- Exercise -
Can you reproduce every one of the records below with "one point per line" swapped for "one point per row", everything else unchanged and the pictures left out?

----- Materials provided

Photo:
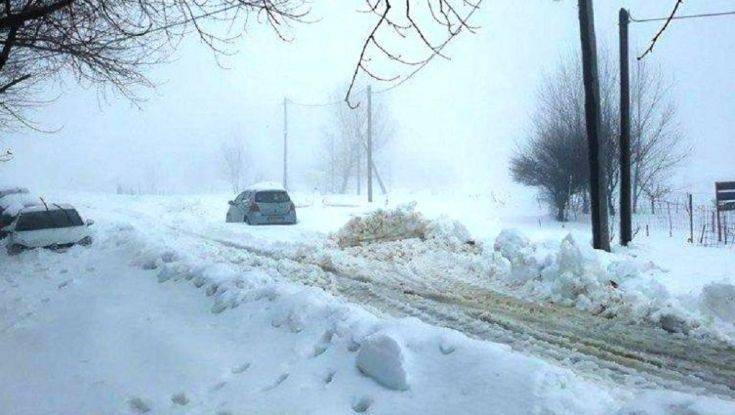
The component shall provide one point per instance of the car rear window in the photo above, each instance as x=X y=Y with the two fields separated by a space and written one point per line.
x=48 y=219
x=272 y=197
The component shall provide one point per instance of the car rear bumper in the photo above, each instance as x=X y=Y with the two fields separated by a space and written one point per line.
x=262 y=219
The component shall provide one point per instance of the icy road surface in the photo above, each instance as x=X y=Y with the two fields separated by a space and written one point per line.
x=118 y=328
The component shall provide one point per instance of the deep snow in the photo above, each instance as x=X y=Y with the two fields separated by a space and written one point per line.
x=151 y=319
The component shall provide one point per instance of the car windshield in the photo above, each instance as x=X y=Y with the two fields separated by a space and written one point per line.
x=48 y=219
x=272 y=197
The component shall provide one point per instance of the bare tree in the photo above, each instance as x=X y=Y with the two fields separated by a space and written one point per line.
x=430 y=24
x=655 y=141
x=235 y=163
x=109 y=43
x=553 y=159
x=657 y=145
x=345 y=141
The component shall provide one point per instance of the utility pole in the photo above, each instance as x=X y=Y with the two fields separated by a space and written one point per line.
x=626 y=227
x=598 y=190
x=370 y=144
x=285 y=143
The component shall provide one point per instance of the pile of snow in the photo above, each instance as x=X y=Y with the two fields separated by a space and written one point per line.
x=260 y=186
x=11 y=204
x=574 y=275
x=719 y=300
x=402 y=222
x=382 y=358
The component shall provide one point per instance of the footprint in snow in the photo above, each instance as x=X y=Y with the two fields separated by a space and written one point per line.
x=319 y=350
x=138 y=405
x=240 y=369
x=361 y=405
x=218 y=386
x=277 y=383
x=180 y=399
x=329 y=377
x=447 y=348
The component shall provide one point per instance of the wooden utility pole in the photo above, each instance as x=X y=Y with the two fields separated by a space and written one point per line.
x=598 y=190
x=370 y=144
x=285 y=143
x=626 y=225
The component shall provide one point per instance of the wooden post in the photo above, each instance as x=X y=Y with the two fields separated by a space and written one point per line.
x=719 y=226
x=626 y=219
x=285 y=143
x=598 y=190
x=370 y=144
x=691 y=219
x=724 y=226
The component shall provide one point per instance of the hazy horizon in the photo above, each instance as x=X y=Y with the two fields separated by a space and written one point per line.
x=456 y=122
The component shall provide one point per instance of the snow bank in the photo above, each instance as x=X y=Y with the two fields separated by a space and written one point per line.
x=575 y=275
x=301 y=349
x=719 y=300
x=382 y=358
x=403 y=222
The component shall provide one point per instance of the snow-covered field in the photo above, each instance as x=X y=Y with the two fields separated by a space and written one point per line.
x=171 y=310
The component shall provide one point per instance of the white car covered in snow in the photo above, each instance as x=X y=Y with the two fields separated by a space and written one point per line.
x=262 y=204
x=47 y=226
x=12 y=201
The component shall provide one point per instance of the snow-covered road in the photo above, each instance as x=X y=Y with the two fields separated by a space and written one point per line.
x=121 y=328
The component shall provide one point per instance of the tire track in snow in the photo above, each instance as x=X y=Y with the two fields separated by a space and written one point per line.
x=562 y=334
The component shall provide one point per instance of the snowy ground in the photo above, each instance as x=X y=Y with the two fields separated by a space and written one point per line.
x=174 y=311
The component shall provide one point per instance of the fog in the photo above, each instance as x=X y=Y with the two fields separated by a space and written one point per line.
x=456 y=123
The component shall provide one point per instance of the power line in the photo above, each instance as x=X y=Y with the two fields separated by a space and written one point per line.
x=691 y=16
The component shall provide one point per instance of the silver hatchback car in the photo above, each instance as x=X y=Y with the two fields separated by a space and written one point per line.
x=261 y=205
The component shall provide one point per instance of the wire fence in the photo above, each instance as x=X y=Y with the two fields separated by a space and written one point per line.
x=672 y=217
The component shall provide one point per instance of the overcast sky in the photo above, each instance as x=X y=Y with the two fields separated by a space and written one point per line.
x=457 y=122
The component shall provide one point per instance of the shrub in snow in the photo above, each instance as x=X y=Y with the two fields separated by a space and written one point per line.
x=719 y=300
x=381 y=358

----------

- Task response -
Photo:
The component shall provide one point per instance of the car rear window in the photo above, each instance as x=X y=Y with the two fields separated by a space and written one point per row.
x=48 y=219
x=272 y=197
The component shall provide one point per instance of the car rear bumper in the photo above, each instance as x=X y=Y with the two fields separated by a space and written one point per row.
x=262 y=219
The component shall provide one point per instance of the icy road surface in the photo above, each instance as x=X y=Y with the two fields separated by a space and written one point per row.
x=118 y=328
The component shall provide one point per instance of the deep snow in the photo above, each instance as x=X y=Y with the two fields separated by a space and written one point per row.
x=151 y=319
The component shall provide one point per instance of the car windshield in the photo above, each instance as x=X y=Y with the two fields separated by a space and written one point per row.
x=48 y=219
x=272 y=197
The component shall provide one point per instance of the bare tree in the photo above, each instance as x=X y=Y with the two fields separated by a space and written one point per row.
x=430 y=24
x=655 y=141
x=235 y=163
x=109 y=43
x=553 y=159
x=657 y=145
x=345 y=141
The component shall provide one point per instance of the utility pole in the photo above, each instance as x=X y=Y with the two fields separated by a space and written one point per row.
x=626 y=227
x=598 y=190
x=370 y=144
x=285 y=143
The component shall provide one point per instance of the pile of snow in the photo above, each instance as x=X y=Y with the two fields separated by a space and written one point per row.
x=260 y=186
x=11 y=204
x=574 y=275
x=719 y=300
x=402 y=222
x=382 y=358
The component shall provide one point per instance of the footprint in snow in the photo above, each instance as x=X y=Y with the two fields separated by a space and written one point per row.
x=319 y=350
x=138 y=405
x=240 y=369
x=361 y=405
x=218 y=386
x=277 y=383
x=180 y=399
x=329 y=377
x=447 y=348
The component shall provide one point per instance of the wooden utility pole in the photo above, each instance as x=X y=Y with the two fields separated by a space and written one point per row.
x=598 y=190
x=370 y=144
x=285 y=143
x=626 y=225
The component shall provide one point per instance of the wooden post in the photo above, each instance as x=X y=Y with the two fields separated by a space and written one point per row.
x=719 y=226
x=626 y=219
x=285 y=143
x=598 y=190
x=370 y=144
x=691 y=219
x=724 y=226
The component shall provide one point per instance of the hazy horizon in the photo above, each instance as x=X y=Y with the two fields separated by a space and written one point per row.
x=456 y=122
The component shall provide one point per instance of the snow bank in the photo above, each instance as x=X y=Y with the two fields separated by a space and written one point per row.
x=575 y=275
x=301 y=349
x=719 y=300
x=382 y=358
x=403 y=222
The component shall provide one point per instance of the snow-covered field in the photo above, each instance as x=X y=Y with the two fields separated by a space and written one point per row.
x=171 y=310
The component shall provide one point per instance of the white car covered in snow in the photo above, each instance as x=X y=Y with the two fields separated by a space and written one point per row.
x=262 y=204
x=47 y=226
x=12 y=201
The component shall provide one point per instance of the snow-covered road in the photo above, each instance as x=X y=Y with the two fields separated by a space and written one point per row.
x=121 y=328
The component shall provide one point per instance of the tire track in snow in the photo above, each instance as x=X y=Y with the two fields separated by a space and written one point per row.
x=562 y=334
The component shall provide one point per instance of the snowy ground in the photo above, each instance as x=X y=Y with the two fields separated by a space and written one point per row.
x=174 y=311
The component shall provide one point per instance of the fog in the photo above, each instance as x=X y=Y with the two fields separated by a space and written one point per row.
x=456 y=123
The component shall provide one point per instance of the power line in the photo above, each instance as x=X y=Y with the two fields separated by a space and written one point per row.
x=691 y=16
The component shall provide one point per instance of the silver hatchback car in the photo above, each instance as x=X y=Y with the two fields separated by a space and written one point per row.
x=261 y=205
The component shall provide one point per instance of the wire fence in the photo above, each instance as x=X y=Y with the two fields separated by a space and written one point per row.
x=672 y=217
The component shall provide one point per instance of the overcast sky in the photo above, each instance as x=X y=Y with the two fields separated by a space and written one point per row.
x=457 y=122
The component shall provide one point per instance of the shrub in snow in the photo above, each instance as x=X y=Y with the two fields separated by a space and written one point per row.
x=719 y=300
x=381 y=358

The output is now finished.